▶ [SHORT PROBLEM]: Update the material starting at the line that contains "In this exercise you will mark every instance of the blue" and ending at the end of the material by replacing "one line per instance" with "each on a separate line" and keeping everything else the same. Give back only those lines.

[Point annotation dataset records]
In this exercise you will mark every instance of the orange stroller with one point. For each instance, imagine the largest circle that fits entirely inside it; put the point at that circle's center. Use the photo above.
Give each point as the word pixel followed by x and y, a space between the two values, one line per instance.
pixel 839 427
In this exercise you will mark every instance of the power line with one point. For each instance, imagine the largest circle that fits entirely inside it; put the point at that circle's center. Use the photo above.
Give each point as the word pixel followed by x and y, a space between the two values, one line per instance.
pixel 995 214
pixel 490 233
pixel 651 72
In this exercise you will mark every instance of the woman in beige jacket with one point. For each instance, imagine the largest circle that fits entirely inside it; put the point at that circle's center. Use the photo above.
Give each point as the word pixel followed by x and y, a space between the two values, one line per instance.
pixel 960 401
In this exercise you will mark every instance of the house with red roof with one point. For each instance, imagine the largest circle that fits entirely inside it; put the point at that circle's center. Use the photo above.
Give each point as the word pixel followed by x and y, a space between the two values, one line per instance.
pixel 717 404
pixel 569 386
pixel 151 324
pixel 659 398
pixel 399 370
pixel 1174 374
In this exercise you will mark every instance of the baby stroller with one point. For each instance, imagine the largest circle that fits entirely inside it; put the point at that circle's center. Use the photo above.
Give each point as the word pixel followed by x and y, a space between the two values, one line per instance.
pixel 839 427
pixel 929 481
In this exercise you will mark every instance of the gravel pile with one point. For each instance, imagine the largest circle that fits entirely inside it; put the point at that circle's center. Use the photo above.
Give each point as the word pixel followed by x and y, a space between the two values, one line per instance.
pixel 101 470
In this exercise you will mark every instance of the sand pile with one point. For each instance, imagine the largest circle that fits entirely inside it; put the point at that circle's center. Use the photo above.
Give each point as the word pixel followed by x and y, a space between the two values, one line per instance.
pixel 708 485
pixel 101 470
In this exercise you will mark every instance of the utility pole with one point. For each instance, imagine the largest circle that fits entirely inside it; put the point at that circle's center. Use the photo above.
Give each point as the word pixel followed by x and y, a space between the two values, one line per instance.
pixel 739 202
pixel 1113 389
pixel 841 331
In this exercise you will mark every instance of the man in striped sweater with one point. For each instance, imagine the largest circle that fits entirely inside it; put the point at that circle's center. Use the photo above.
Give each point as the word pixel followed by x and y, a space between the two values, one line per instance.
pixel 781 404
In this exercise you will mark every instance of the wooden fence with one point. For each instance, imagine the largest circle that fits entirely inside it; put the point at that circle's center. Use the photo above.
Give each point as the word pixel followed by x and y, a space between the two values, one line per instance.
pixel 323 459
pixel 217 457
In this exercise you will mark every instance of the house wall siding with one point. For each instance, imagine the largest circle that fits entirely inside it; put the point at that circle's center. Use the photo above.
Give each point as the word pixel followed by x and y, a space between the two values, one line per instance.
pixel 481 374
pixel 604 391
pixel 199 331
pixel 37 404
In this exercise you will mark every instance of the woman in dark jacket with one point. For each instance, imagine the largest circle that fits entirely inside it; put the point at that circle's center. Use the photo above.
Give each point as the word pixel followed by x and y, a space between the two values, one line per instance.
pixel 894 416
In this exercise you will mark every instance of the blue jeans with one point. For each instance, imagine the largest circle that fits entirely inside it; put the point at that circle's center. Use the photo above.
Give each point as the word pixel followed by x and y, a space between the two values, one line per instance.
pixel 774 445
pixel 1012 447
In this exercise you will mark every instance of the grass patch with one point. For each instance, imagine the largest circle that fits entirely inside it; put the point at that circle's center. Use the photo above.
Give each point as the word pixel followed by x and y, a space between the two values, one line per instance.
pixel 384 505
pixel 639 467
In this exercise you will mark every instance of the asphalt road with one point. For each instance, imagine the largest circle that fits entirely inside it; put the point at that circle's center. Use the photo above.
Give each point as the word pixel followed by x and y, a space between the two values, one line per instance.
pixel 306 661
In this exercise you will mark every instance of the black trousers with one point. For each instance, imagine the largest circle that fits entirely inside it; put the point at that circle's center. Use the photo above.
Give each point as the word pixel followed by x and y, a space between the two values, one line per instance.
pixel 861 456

▶ [REPLY]:
In this exercise you will mark every instance of the blue jeans with one point. For each instance, imagine the largest circle that fits entirely inside it; put the point at that circle's center. Use the photo above.
Give each point as the word pixel followed by x and y, a space between the two values, each on a separate line.
pixel 774 445
pixel 1012 447
In this exercise you will mark every instance of the grass patch with one point. For each instance, imagine the largest circle that fits entirely inside it; put the point at that circle's center. Use the photo above.
Give each point as the word pixel followed by x and y, a space between the two values, each on a separate line.
pixel 384 505
pixel 639 467
In this exercise you will mark every instance of the asphalt road with one point. For each instance, imagine the largest circle that fits entirely inside it; put the point at that circle's center. Use the photo above.
Give each point as the word pixel followed by x and y, a space between the two values, each on a separate line.
pixel 306 661
In this exercise you will mark every instance of the black trousers with one point. For each instance, imagine the largest circle that fits entirely inside it; put the point at that circle's center. Use the photo above.
Give each point as the word pixel followed by x and y, a space between the two values, each on a separate line.
pixel 861 456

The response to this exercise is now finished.